- **Excerpt**:
Start of Block

Are German Politics Broken?

(L to R) Hesse’s State Premier Volker Bouffier, Federal co-chairwoman of the Greens Simone Peter, German Chancellor Angela Merkel, German Chief of Staff Peter Altmaier, co-leaders of the Green Party Katrin Goering-Eckardt and Cem Ozdemir stand on the balcony before talks of potential coalition partners, on October 18, 2017 in Berlin.

Are German Politics Broken?

The following is from a Trumpet Brief sent out yesterday. These daily e-mails contain personal messages from the Trumpet staff. Click here to join the nearly 20,000 members of our mailing list, so you don’t miss another message.

Almost every day, I’m seeing new articles about German coalition talks, and each seems gloomier than the last. The only possible combination of parties that can have any chance of forming a government are trying to hammer out some sort of agreement. This weekend, the leader of Germany’s Free Democrats raised the prospect of the talks failing completely. Yesterday, he said there was a 50/50 chance of success or failure.

Reports are emerging of exactly how angry and fractious the talks are becoming. In a November 3 article titled “Insults and Slurs: Parties Posture in Coalition Talks With Little Progress Made,” Agence France-Presse wrote:

Threats, name-calling and a whole lot of dramatic posturing: Talks among four fractious parties to form a new government under German Chancellor Angela Merkel have proved more fiery than fruitful so far. …

[L]ast week saw bitter clashes on hot-button issues including immigration and climate protection. There was so little progress that the negotiators decided largely to leave those topics out of this week’s discussions in the hope of making headway on less contentious points.

It’s not surprising. These parties that are trying to get together are very different from each other. The Free Democrats, especially, would probably be better off simply walking away from a deal. They have every incentive to act tough and to reject compromise on the issues that got them elected.

The fact is, the 2017 coalition negotiations are an attempt to paper over a political system that has already ceased to function effectively. In former East Germany, Alternative für Deutschland is the second-largest party after winning 22.5 percent of the vote. The Left Party is the third-largest in the east with 17.4 percent. The Left Party is a radical group—probably even more extreme left than the AfD is extreme right. It is the successor party to the murderous East German Communist Party.

In former East Germany, 40 percent voted for one of these two extreme parties.

Not enough of the media are talking about this. The way they cover it, Germany just needs to find the perfect compromise in the coalition talks, and it will solve all its problems. In truth, the tortuous negotiations are a symptom of much deeper problems. Parties from such different sides of the political spectrum are being forced to work together because so few voted for mainstream political parties. And the reason so few voted for these parties gets down to even deeper issues.

End of Block

- **Dataset extract**:
Start of Block

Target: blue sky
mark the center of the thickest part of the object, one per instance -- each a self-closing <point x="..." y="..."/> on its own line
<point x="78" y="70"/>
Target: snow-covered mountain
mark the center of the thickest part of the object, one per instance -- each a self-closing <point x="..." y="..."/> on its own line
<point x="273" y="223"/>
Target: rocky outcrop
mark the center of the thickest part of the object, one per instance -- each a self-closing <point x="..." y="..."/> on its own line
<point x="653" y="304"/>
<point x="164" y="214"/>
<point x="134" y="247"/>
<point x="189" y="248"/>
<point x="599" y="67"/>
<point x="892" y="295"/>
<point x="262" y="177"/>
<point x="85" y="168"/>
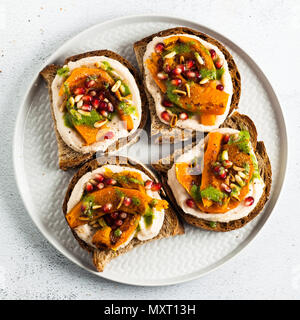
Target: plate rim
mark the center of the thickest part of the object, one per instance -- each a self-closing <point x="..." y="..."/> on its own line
<point x="19" y="124"/>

End of Block

- **Your instructions**:
Extend the commentary on German coalition talks beyond its last paragraph. The records have no connection to the commentary on German politics.

- **Output for this task**:
More should be able to see that Germany and all of Europe is heading for upheaval. As Geopolitical Futures founder George Friedman noted about a month ago, perhaps the most surprising thing about Europe’s crises is that so few believe there is a serious problem. On October 9, he wrote, “I see a pattern of disintegration that requires the energy generated by panic if it is to be solved.”

What’s going on in Germany right now is far more than a difficult coalition negotiation.

For the background you need to understand the political crises going on right now, see the latest print issue of the Philadelphia Trumpet. We have two articles that cover this in detail. Brad Macdonald’s cover article, “The Election That Shook Germany,” unmasks the deeper crisis behind these negotiations. And my article, “Wanted: A Leader for Europe!”, shows where these coalition negotiations are leading.

But these articles both contain something more than just a hard look at the harsh reality of the German political system. Although they are comparatively few, there are analysts out there who can tell you what is going on in Germany right now. But only Bible prophecy can tell you what is coming next.

As usual, thanks for your support of as we strive to get that message out. And thanks to all of you who wrote in after Friday’s Trumpet Brief—I was pleasantly surprised by the number of e-mails. I’ve e-mailed some of you back already; if you haven’t heard from me already, I’ll try to respond to you soon. Rest assured, we are interested in your feedback.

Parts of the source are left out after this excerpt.